━━━━━ Extracted records

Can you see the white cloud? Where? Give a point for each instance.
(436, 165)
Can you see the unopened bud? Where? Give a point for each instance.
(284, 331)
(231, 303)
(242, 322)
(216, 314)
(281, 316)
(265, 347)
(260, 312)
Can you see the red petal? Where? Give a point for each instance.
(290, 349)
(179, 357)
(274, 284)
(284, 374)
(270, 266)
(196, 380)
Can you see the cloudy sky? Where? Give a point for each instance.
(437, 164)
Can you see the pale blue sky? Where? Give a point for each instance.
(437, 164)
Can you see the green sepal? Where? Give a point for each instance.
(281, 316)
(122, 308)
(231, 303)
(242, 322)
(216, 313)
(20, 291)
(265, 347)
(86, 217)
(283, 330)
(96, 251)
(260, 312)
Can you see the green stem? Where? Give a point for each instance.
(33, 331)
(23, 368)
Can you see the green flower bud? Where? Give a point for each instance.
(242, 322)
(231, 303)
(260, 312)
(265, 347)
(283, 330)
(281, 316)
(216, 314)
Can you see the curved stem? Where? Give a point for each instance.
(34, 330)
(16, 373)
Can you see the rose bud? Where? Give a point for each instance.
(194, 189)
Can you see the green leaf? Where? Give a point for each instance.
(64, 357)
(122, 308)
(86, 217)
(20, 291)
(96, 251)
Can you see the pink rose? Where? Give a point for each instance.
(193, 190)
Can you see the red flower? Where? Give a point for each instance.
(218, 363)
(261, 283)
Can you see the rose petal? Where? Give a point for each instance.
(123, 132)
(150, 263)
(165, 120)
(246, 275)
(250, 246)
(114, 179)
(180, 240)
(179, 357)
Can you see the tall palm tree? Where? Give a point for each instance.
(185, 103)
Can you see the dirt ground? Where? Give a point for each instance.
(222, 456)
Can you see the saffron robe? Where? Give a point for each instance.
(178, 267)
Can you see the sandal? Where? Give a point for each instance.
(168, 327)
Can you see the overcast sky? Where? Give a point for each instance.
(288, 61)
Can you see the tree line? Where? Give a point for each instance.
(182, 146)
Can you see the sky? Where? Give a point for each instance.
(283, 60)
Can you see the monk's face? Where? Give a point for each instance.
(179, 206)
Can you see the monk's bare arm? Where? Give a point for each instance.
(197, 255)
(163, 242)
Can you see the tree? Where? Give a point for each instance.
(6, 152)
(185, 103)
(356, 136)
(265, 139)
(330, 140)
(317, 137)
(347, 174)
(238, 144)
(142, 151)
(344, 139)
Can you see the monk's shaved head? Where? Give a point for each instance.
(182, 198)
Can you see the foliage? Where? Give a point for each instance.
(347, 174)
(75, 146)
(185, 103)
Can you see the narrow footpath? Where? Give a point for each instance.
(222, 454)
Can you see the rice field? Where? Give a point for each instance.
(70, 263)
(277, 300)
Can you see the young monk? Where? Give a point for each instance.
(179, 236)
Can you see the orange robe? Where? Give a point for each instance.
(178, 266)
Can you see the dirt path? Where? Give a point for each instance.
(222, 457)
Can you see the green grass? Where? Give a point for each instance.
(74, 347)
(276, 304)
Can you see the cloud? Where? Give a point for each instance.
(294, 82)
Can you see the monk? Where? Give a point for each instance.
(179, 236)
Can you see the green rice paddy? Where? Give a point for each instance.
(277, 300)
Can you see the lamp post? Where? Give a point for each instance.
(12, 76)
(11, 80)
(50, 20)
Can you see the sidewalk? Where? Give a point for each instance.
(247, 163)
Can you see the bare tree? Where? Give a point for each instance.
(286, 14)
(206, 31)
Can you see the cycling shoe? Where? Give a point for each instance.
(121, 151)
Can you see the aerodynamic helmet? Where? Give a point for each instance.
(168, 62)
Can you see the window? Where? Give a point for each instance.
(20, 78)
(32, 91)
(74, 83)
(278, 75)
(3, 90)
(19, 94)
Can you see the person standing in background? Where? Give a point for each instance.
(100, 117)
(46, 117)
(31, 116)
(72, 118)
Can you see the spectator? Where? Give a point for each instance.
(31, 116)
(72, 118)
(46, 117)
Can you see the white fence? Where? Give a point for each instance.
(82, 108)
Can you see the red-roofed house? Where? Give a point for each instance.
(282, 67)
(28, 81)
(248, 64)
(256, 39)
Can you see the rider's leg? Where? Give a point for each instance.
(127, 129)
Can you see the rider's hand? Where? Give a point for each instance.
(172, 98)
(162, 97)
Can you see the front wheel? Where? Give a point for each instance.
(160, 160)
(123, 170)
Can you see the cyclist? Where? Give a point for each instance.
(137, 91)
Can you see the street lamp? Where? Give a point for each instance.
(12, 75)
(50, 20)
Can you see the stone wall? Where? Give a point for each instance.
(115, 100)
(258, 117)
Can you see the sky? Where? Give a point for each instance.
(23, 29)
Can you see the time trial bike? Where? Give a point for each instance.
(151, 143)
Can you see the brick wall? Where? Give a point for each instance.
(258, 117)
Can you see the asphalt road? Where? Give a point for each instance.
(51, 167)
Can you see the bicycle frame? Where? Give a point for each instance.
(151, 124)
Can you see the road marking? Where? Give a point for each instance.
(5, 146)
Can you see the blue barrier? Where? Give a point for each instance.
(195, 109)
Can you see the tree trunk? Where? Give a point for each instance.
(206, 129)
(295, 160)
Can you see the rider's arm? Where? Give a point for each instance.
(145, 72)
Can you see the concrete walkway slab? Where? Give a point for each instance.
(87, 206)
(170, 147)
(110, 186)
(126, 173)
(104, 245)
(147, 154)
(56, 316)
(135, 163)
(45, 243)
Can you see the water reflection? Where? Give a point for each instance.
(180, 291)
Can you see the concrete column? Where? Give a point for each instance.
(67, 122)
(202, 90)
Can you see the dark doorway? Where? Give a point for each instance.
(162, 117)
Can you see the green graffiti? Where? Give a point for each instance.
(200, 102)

━━━━━━━━━━

Put every line of the material above into a Markdown table with the columns "Row" and "Material line," giving each line its own numbered row and leaving out blank lines.

**Result of the task**
| Row | Material line |
|---|---|
| 1 | Can you see the white cloud? Where? Give a point for each instance. |
| 2 | (436, 165) |
| 3 | Can you see the unopened bud? Where? Give a point for each instance. |
| 4 | (284, 331) |
| 5 | (231, 303) |
| 6 | (242, 322) |
| 7 | (216, 314) |
| 8 | (281, 316) |
| 9 | (265, 347) |
| 10 | (260, 312) |
| 11 | Can you see the red petal? Where? Give a point for each instance. |
| 12 | (290, 349) |
| 13 | (179, 357) |
| 14 | (274, 284) |
| 15 | (284, 374) |
| 16 | (270, 266) |
| 17 | (196, 380) |
| 18 | Can you see the cloudy sky? Where? Give a point for each instance. |
| 19 | (437, 164) |
| 20 | Can you see the pale blue sky? Where? Give a point for each instance. |
| 21 | (437, 164) |
| 22 | Can you see the green sepal? Where? Give a point for each instance. |
| 23 | (281, 316) |
| 24 | (122, 308) |
| 25 | (231, 303) |
| 26 | (242, 322) |
| 27 | (216, 313) |
| 28 | (20, 291) |
| 29 | (265, 347) |
| 30 | (86, 217) |
| 31 | (283, 330) |
| 32 | (96, 251) |
| 33 | (260, 312) |
| 34 | Can you see the green stem? Where? Give a point for each instance. |
| 35 | (33, 331) |
| 36 | (23, 368) |
| 37 | Can you see the green flower bud? Where? Give a point for each instance. |
| 38 | (242, 322) |
| 39 | (231, 303) |
| 40 | (260, 312) |
| 41 | (265, 347) |
| 42 | (283, 330) |
| 43 | (281, 316) |
| 44 | (216, 314) |
| 45 | Can you see the curved stem? Where? Give a point for each instance. |
| 46 | (34, 330) |
| 47 | (16, 373) |
| 48 | Can you see the rose bud? Where? Give a point for each instance. |
| 49 | (194, 189) |
| 50 | Can you see the green leaf? Where? Give a point for each instance. |
| 51 | (64, 357) |
| 52 | (122, 308) |
| 53 | (86, 217) |
| 54 | (20, 291) |
| 55 | (96, 251) |
| 56 | Can you see the pink rose? Where? Give a point for each instance. |
| 57 | (193, 190) |
| 58 | Can you see the red flower? Where? Give a point for each instance. |
| 59 | (218, 363) |
| 60 | (261, 283) |
| 61 | Can you see the rose petal? Where? Give a point for each instance. |
| 62 | (123, 132) |
| 63 | (150, 263) |
| 64 | (165, 120) |
| 65 | (246, 275) |
| 66 | (250, 246) |
| 67 | (114, 179) |
| 68 | (180, 240) |
| 69 | (179, 357) |
| 70 | Can you see the tall palm tree? Where? Give a point for each instance. |
| 71 | (185, 103) |
| 72 | Can you see the dirt ground? Where? Give a point for each instance. |
| 73 | (222, 456) |
| 74 | Can you see the saffron robe? Where? Give a point for each instance. |
| 75 | (178, 267) |
| 76 | Can you see the sandal? Where? Give a point for each instance. |
| 77 | (168, 327) |
| 78 | Can you see the overcast sky? Where? Give a point for each instance. |
| 79 | (288, 61) |
| 80 | Can you see the tree line? Where? Give a point for each instance. |
| 81 | (182, 146) |
| 82 | Can you see the sky? Where? Give a point for each instance. |
| 83 | (283, 60) |
| 84 | Can you see the monk's face? Where? Give a point for each instance. |
| 85 | (179, 206) |
| 86 | Can you see the monk's bare arm? Where? Give a point for each instance. |
| 87 | (197, 255) |
| 88 | (163, 242) |
| 89 | Can you see the tree? Where? Give a point for each instance. |
| 90 | (6, 152) |
| 91 | (185, 103) |
| 92 | (356, 136) |
| 93 | (265, 139) |
| 94 | (330, 140) |
| 95 | (317, 137) |
| 96 | (347, 174) |
| 97 | (238, 144) |
| 98 | (142, 151) |
| 99 | (344, 139) |
| 100 | Can you see the monk's shaved head? Where? Give a point for each instance. |
| 101 | (182, 198) |
| 102 | Can you see the foliage? Where? Give a point for each instance. |
| 103 | (347, 174) |
| 104 | (75, 146) |
| 105 | (185, 103) |
| 106 | Can you see the narrow footpath? Where? Give a point for each instance. |
| 107 | (222, 454) |
| 108 | Can you see the rice field? Where? Give a point for each instance. |
| 109 | (70, 263) |
| 110 | (277, 300) |
| 111 | Can you see the young monk? Where? Give a point for each instance. |
| 112 | (179, 236) |
| 113 | Can you see the orange robe? Where? Give a point for each instance. |
| 114 | (178, 266) |
| 115 | Can you see the dirt path? Where? Give a point for each instance. |
| 116 | (222, 457) |
| 117 | Can you see the green grass? Where? Give a point for each instance. |
| 118 | (74, 347) |
| 119 | (276, 304) |
| 120 | Can you see the cloud? Where? Give a point for each instance. |
| 121 | (294, 82) |
| 122 | Can you see the monk? Where? Give a point for each instance. |
| 123 | (179, 236) |
| 124 | Can you see the green rice paddy? Where? Give a point for each instance. |
| 125 | (277, 300) |
| 126 | Can you see the lamp post? Where? Give a point for each instance. |
| 127 | (12, 76) |
| 128 | (11, 80) |
| 129 | (50, 20) |
| 130 | Can you see the sidewalk? Where? Give a point for each instance. |
| 131 | (247, 163) |
| 132 | Can you see the bare tree? Where? Give a point for each instance. |
| 133 | (286, 14) |
| 134 | (206, 31) |
| 135 | Can you see the cycling shoe? Where? Give a point for each instance. |
| 136 | (121, 151) |
| 137 | Can you see the aerodynamic helmet? Where? Give a point for each instance. |
| 138 | (168, 62) |
| 139 | Can you see the window? Where? Give a point for each instance. |
| 140 | (20, 78) |
| 141 | (32, 91) |
| 142 | (74, 83) |
| 143 | (278, 75) |
| 144 | (3, 90) |
| 145 | (19, 94) |
| 146 | Can you see the person standing in background? Where? Give a point for each instance. |
| 147 | (100, 117) |
| 148 | (46, 117) |
| 149 | (31, 116) |
| 150 | (72, 118) |
| 151 | Can you see the spectator? Where? Give a point for each instance. |
| 152 | (31, 116) |
| 153 | (72, 118) |
| 154 | (46, 117) |
| 155 | Can you see the white fence? Where? Give a point for each instance. |
| 156 | (82, 108) |
| 157 | Can you see the red-roofed house? Where? Give a point for each instance. |
| 158 | (282, 67) |
| 159 | (28, 81) |
| 160 | (248, 64) |
| 161 | (256, 39) |
| 162 | Can you see the rider's leg? Where? Give a point for each instance. |
| 163 | (127, 129) |
| 164 | Can you see the rider's hand? Where? Give a point for each instance. |
| 165 | (172, 98) |
| 166 | (162, 97) |
| 167 | Can you see the front wheel? Where? Give a point for each instance. |
| 168 | (160, 160) |
| 169 | (123, 170) |
| 170 | Can you see the cyclist? Where? Give a point for each instance. |
| 171 | (137, 91) |
| 172 | Can you see the street lamp? Where? Give a point for each instance. |
| 173 | (12, 75) |
| 174 | (50, 20) |
| 175 | Can you see the stone wall? Where? Give a point for each instance. |
| 176 | (115, 100) |
| 177 | (258, 117) |
| 178 | Can you see the sky? Where? Give a point for each instance. |
| 179 | (23, 29) |
| 180 | Can you see the time trial bike? Where? Give a point for each instance. |
| 181 | (151, 143) |
| 182 | Can you see the brick wall? Where? Give a point for each instance. |
| 183 | (258, 117) |
| 184 | Can you see the asphalt road? Where? Give a point for each instance. |
| 185 | (51, 167) |
| 186 | Can you see the bicycle frame? Where? Give a point for each instance. |
| 187 | (151, 124) |
| 188 | Can you see the road marking? Where? Give a point for each instance. |
| 189 | (5, 146) |
| 190 | Can you see the blue barrier? Where? Give a point for each instance. |
| 191 | (195, 109) |
| 192 | Can you see the tree trunk? Where? Give a point for each instance. |
| 193 | (206, 129) |
| 194 | (295, 160) |
| 195 | Can you see the rider's arm? Where? Give a point for each instance. |
| 196 | (145, 72) |
| 197 | Can you see the concrete walkway slab? Where? Give a point for each instance. |
| 198 | (87, 206) |
| 199 | (170, 147) |
| 200 | (110, 186) |
| 201 | (126, 173) |
| 202 | (104, 245) |
| 203 | (147, 154) |
| 204 | (56, 316) |
| 205 | (135, 163) |
| 206 | (45, 243) |
| 207 | Can you see the water reflection? Where? Give a point for each instance. |
| 208 | (180, 291) |
| 209 | Can you see the concrete column? Where? Give a point for each instance. |
| 210 | (67, 122) |
| 211 | (202, 90) |
| 212 | Can you see the dark doorway? Where? Give a point for each instance. |
| 213 | (162, 117) |
| 214 | Can you see the green graffiti? Where? Give a point for each instance. |
| 215 | (200, 102) |